* [Stated task]:
Please quote only the lines that start at the one with "stem, then give the position of each instance." and go on to the last line of the data, both ends kept.

* [Excerpts of pointing data]:
.....

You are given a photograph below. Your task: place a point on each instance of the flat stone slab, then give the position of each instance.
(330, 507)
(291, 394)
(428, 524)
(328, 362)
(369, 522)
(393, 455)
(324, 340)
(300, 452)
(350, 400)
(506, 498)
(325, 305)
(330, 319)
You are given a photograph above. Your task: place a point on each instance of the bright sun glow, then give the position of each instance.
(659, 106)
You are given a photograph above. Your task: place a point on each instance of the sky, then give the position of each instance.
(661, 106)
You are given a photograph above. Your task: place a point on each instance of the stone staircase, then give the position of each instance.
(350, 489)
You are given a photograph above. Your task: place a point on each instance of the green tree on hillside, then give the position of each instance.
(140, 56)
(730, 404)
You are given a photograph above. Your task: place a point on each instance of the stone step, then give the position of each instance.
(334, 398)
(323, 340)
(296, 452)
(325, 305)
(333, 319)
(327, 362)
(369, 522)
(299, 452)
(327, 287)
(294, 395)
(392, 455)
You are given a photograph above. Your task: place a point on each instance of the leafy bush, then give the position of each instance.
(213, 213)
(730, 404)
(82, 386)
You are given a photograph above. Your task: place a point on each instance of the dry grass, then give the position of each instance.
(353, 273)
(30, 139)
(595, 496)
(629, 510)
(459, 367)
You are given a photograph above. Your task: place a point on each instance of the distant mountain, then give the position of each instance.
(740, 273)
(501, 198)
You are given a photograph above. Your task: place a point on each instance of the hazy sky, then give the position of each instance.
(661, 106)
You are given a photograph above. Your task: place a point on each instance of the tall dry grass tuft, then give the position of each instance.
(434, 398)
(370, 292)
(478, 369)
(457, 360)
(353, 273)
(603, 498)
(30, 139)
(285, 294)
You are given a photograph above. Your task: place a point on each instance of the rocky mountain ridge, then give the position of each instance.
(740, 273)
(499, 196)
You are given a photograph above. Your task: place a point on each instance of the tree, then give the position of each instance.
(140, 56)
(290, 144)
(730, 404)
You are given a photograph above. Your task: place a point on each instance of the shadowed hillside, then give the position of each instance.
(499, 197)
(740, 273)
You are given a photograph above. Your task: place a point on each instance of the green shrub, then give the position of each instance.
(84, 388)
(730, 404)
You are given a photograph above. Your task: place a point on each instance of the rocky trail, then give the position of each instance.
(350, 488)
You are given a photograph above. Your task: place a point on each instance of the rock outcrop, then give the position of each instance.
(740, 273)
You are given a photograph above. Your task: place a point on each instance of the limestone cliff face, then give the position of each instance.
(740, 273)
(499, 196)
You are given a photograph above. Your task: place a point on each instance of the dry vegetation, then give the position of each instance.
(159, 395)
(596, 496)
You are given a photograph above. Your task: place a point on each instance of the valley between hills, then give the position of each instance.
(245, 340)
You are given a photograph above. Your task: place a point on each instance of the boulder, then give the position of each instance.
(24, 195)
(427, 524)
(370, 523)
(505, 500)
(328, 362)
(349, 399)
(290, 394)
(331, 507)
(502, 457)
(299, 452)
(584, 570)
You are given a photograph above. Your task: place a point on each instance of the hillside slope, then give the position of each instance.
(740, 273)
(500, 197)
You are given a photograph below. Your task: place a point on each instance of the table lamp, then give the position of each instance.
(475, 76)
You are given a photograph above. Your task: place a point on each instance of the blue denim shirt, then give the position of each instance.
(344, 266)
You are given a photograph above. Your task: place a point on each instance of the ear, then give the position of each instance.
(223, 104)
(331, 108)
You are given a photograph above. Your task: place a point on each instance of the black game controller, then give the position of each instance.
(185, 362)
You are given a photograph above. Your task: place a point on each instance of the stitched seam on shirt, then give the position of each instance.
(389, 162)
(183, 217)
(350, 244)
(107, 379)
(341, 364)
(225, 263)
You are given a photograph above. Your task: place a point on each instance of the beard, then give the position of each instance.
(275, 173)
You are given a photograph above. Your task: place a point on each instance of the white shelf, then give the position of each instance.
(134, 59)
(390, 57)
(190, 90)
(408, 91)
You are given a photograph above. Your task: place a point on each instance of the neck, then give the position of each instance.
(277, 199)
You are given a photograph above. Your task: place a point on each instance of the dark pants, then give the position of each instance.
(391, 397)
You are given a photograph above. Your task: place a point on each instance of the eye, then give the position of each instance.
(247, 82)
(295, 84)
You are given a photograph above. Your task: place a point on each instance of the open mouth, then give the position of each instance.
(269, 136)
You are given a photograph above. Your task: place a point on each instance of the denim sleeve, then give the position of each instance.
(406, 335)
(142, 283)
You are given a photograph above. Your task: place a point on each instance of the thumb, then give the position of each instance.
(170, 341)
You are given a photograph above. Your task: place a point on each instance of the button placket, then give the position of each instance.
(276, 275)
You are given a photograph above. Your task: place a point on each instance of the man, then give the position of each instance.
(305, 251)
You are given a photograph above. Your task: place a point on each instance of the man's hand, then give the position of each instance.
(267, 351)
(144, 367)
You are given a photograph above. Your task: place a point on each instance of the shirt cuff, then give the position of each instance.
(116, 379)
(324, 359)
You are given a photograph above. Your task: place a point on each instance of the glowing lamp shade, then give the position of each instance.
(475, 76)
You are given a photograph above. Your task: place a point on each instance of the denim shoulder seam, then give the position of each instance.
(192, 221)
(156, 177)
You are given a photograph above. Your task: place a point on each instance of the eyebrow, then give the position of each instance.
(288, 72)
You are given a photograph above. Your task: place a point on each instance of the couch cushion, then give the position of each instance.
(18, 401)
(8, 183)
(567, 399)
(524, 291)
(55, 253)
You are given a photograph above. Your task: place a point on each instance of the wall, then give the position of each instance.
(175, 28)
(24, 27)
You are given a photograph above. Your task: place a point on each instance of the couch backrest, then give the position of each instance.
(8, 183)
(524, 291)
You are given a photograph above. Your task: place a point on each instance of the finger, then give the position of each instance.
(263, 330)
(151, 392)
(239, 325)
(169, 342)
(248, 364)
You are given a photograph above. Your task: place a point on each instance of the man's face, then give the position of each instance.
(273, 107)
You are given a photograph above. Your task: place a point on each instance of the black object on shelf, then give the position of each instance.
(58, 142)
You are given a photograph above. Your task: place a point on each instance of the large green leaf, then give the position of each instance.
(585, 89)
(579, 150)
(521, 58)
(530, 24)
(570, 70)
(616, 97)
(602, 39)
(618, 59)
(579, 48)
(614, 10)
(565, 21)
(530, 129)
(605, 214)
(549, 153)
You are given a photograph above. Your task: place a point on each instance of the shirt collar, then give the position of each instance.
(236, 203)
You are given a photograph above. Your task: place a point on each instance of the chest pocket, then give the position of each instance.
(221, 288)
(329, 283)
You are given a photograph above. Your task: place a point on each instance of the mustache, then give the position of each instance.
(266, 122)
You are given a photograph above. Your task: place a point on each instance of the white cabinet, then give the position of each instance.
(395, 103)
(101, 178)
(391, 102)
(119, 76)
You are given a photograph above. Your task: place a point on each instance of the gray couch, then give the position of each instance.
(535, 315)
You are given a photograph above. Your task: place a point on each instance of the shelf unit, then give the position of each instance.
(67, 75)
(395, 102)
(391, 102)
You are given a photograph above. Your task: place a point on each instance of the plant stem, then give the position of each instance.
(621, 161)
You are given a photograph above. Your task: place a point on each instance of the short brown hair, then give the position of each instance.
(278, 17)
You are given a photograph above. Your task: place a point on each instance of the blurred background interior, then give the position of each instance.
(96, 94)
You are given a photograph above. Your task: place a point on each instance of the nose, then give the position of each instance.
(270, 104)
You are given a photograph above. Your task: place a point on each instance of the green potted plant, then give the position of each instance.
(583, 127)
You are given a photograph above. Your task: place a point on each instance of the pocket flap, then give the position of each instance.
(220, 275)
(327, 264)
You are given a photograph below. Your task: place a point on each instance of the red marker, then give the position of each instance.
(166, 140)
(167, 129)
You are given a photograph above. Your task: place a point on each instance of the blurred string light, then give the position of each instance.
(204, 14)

.....

* [The result]:
You are given a photograph above. Your task: place a point on each instance of the plant stem, then give the position of each instance.
(621, 161)
You are given a photograph above. Your task: place a point on each instance of the short brown hair, then give the position of each instance.
(278, 17)
You are given a photograph above. Your task: place a point on each instance of the blurred background interior, then give the position of each instance.
(96, 94)
You are given a photograph above. Your task: place a point on each instance of the nose, then give the position of each instance.
(270, 104)
You are given a photograph above. Your task: place a point on each instance of the green potted plant, then give the position of each instance.
(583, 127)
You are given a photograph above. Your task: place a point on each instance of the pocket flap, then give the position of each instance.
(220, 275)
(327, 264)
You are given a photograph below. Your task: place a point on each instance of the red marker, then give the position of each instance.
(166, 140)
(167, 129)
You are given a photograph above. Your task: place a point on each instance of the blurred string light, then give the position of each instance.
(204, 14)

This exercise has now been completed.